(THE DATA begins)
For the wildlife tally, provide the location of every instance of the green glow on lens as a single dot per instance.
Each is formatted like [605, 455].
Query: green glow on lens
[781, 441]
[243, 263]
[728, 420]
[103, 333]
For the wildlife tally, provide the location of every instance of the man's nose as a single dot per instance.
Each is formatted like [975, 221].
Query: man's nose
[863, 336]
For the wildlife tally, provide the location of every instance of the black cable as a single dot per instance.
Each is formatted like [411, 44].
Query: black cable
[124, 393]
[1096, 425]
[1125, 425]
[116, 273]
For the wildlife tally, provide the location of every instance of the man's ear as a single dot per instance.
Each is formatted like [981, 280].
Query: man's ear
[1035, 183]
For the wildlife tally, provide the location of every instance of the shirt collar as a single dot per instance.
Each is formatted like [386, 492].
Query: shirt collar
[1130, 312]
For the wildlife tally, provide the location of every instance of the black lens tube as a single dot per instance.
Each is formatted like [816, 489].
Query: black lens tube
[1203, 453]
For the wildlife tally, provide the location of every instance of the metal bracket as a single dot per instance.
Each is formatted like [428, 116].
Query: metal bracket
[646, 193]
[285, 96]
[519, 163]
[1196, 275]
(THE DATA ends)
_WHAT THE EXERCISE ASKS_:
All lines holding the word "like" must be copied from the data.

_OUTPUT FOR THIS EXERCISE_:
Each is formatted like [605, 455].
Each is formatted like [975, 221].
Each is formatted like [411, 44].
Each is formatted like [981, 280].
Each is formatted like [386, 492].
Each is formatted like [816, 489].
Each is formatted like [428, 116].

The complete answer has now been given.